Glaucoma Treatment

  • Treatment

    It is important for you to take all the medications your doctor prescribes, keep your appointments, and notify your doctor if your vision begins to worsen.

    Ask your doctor about medicine you can take by mouth to help treat glaucoma.

    If eye drops and pills are not effective in treating your glaucoma, your eye doctor may recommend a type of surgery called a trabeculectomy, or a filtering procedure. Trabeculectomy would open up passages in your eye to improve the flow of aqueous humor. You would receive antibiotic eye drops following the procedure and go back to see your eye doctor for follow up. You may need to have this procedure repeated a few times for the pressure in your eye to really improve. A trabeculectomy will not improve your vision, but it can help prevent your vision from getting worse.

    There are no known alternative medicine treatments for glaucoma.

    Laser therapy can also be an effective treatment for POAG. Your eye doctor can do this quick procedure in the office. This procedure allows more of the eye fluid to drain.

    Many people with glaucoma take prescription eye drops. You can ask your doctor about which eye drops would be best for you.

Task objective: Duplicate the portion of the glaucoma treatment text that opens with the words containing "Glaucoma Treatment" and closes with "from getting worse.". The records are drawn from a separate source.

Data extracts:
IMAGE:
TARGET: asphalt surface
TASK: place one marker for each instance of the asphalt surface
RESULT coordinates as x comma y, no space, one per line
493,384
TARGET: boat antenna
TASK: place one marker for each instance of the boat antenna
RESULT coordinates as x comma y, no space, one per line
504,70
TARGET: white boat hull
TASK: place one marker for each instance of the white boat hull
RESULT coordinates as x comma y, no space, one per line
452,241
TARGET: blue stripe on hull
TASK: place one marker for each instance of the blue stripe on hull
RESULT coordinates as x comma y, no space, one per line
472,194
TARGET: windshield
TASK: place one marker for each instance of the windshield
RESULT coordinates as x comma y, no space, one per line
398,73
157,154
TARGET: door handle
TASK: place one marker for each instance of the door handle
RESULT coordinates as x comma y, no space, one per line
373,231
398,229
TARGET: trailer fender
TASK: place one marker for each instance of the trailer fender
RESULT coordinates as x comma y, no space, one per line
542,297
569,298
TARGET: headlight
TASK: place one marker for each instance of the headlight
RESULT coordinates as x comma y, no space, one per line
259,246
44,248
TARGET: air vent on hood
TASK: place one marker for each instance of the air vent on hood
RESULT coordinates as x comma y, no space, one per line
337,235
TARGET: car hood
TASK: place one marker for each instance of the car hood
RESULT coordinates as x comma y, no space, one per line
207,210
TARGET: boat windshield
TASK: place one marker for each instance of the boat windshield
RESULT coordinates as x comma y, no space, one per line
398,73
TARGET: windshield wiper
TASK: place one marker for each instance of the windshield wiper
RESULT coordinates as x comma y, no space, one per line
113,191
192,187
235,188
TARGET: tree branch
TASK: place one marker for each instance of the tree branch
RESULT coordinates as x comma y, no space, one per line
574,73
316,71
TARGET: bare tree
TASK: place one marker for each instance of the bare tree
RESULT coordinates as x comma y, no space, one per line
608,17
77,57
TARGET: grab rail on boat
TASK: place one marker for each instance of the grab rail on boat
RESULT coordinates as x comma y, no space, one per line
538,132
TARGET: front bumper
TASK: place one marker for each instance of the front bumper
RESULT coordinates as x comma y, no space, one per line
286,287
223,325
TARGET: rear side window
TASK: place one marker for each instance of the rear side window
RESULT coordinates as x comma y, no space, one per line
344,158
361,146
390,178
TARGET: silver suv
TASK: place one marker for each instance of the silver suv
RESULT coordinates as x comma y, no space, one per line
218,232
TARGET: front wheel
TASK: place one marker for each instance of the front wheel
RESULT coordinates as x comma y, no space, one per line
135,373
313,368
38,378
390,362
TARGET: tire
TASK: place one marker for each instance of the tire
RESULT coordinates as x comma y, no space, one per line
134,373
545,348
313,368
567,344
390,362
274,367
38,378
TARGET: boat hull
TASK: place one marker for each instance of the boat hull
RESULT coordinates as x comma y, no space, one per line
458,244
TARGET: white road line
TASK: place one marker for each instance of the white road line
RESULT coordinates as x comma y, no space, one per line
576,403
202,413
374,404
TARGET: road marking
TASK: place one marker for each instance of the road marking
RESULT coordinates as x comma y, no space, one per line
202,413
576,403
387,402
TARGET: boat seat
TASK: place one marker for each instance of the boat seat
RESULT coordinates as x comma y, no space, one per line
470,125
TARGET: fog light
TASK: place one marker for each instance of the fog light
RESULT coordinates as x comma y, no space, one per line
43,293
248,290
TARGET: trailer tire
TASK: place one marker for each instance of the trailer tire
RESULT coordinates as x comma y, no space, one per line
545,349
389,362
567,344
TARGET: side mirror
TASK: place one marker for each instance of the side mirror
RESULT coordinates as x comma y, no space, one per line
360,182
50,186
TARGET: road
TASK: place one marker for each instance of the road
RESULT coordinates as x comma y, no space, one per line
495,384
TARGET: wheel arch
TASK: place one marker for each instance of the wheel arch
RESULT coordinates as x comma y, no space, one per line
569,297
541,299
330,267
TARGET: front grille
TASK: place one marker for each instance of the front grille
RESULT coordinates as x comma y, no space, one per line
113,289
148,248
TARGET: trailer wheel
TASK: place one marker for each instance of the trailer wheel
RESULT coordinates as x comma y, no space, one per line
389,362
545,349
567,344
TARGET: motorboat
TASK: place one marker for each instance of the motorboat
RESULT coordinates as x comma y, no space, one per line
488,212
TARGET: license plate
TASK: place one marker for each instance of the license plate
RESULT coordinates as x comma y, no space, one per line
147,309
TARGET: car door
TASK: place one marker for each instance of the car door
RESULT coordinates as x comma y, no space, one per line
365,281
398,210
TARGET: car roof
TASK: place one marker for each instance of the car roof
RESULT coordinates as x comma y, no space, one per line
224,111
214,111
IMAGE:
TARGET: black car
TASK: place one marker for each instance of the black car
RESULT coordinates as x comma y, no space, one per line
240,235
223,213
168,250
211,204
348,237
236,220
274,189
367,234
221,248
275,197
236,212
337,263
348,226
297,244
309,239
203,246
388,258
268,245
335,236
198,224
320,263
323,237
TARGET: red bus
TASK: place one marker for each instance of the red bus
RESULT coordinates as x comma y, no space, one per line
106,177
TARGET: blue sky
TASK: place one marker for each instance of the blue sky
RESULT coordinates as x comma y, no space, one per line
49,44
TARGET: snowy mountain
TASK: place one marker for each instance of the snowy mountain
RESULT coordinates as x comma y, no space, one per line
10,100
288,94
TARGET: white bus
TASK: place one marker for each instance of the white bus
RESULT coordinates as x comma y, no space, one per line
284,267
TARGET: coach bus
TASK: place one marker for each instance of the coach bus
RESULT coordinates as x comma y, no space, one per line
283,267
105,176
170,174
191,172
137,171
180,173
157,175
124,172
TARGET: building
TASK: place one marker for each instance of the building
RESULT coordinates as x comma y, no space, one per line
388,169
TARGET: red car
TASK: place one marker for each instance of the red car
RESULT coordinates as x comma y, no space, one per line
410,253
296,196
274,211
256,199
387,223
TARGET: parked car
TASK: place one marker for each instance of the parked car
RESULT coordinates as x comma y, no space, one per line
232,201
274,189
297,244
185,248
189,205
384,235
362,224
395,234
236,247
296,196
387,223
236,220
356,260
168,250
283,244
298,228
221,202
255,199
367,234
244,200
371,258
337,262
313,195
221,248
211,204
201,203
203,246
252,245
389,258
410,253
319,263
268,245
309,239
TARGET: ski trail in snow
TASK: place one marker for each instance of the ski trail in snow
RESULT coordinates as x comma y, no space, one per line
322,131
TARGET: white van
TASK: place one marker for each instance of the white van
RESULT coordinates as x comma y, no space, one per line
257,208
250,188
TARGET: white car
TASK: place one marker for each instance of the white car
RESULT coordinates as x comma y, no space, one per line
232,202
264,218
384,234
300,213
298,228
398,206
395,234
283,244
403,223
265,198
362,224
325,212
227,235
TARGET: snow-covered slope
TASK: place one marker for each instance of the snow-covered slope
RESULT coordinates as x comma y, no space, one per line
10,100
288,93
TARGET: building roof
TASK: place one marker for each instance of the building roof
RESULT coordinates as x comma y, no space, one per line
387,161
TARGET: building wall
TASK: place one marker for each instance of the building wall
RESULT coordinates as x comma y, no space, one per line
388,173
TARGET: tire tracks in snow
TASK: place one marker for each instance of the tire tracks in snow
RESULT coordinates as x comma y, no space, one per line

Your solution:
Glaucoma Treatment

  • Treatment

    It is important for you to take all the medications your doctor prescribes, keep your appointments, and notify your doctor if your vision begins to worsen.

    Ask your doctor about medicine you can take by mouth to help treat glaucoma.

    If eye drops and pills are not effective in treating your glaucoma, your eye doctor may recommend a type of surgery called a trabeculectomy, or a filtering procedure. Trabeculectomy would open up passages in your eye to improve the flow of aqueous humor. You would receive antibiotic eye drops following the procedure and go back to see your eye doctor for follow up. You may need to have this procedure repeated a few times for the pressure in your eye to really improve. A trabeculectomy will not improve your vision, but it can help prevent your vision from getting worse.